◆ **Document extract**:
▼
A SPANISH professor has taken to social media after developing a new technique to look at coronavirus infections – and it’s good news.
Francesc Pujol, professor at the Universidad de Navarra, said that headlines may appear we are being ‘besieged’ by daily record-breaking Covid-19 infections that have jumped 7,000 over the last 24 hours.
But by looking at how infections increase over four-day periods, Pujol found that infections rate on the whole are slowing.
At the beginning of March, infections were quadrupling across Spain. As of today, they have reduced to nearly doubling at a rate of 1.94.
Drawing on studies of Italian statistics, Pujol said the new graphs ‘eliminate daily variations’ and provide a better lens for analysing the spread of the virus.
“Why do these graphs tell a different story? Because they show us what our goal should be and how well we are achieving it,” Pujol Tweeted.
▲
◆ **Questions on the material**:
a. From the article on Francesc Pujol's analysis of coronavirus infections, extract the passage from "Francesc Pujol, professor" up to and including "rate of 1.94.".
b. Continue the article on Francesc Pujol's analysis of coronavirus infections in Spain from where it stops.

◆ **Supplied entries**:
▼
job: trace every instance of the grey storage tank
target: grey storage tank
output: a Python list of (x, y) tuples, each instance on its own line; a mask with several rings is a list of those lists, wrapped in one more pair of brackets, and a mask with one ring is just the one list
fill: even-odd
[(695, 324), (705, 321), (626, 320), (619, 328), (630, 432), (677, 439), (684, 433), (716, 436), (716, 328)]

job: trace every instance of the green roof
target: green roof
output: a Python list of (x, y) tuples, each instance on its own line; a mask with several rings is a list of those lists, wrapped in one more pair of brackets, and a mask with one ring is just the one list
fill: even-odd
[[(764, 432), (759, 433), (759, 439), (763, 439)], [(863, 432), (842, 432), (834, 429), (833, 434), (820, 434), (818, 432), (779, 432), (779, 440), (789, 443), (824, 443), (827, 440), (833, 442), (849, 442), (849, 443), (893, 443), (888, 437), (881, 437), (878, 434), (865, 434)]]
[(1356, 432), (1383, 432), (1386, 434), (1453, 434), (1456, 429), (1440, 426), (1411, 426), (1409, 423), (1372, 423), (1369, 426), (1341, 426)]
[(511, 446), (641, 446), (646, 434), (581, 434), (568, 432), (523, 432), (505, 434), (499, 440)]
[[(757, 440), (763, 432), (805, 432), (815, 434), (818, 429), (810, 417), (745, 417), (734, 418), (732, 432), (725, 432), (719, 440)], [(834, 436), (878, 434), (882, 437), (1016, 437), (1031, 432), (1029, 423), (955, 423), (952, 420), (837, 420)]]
▲
◆ **Responses to the exercise**:
a.
Francesc Pujol, professor at the Universidad de Navarra, said that headlines may appear we are being ‘besieged’ by daily record-breaking Covid-19 infections that have jumped 7,000 over the last 24 hours.
But by looking at how infections increase over four-day periods, Pujol found that infections rate on the whole are slowing.
At the beginning of March, infections were quadrupling across Spain. As of today, they have reduced to nearly doubling at a rate of 1.94.

b.
“The goal is to reach an infection rate of 1.0 over a four-day period.”
Pujol added that countries such as China and South Korea have already managed to reach the golden multiplication rate by applying ‘efficient strategies’ of containment.
Reaching 1.0 would mean no – or negligible – new Covid-19 infections.
He added statistics showing that Italy’s four-day infection rate has dropped from 2.04 over two weeks ago to just 1.47 as of Wednesday this week.
“These graphs show that confinement is working and that we are reaching our goals,” Pujol said.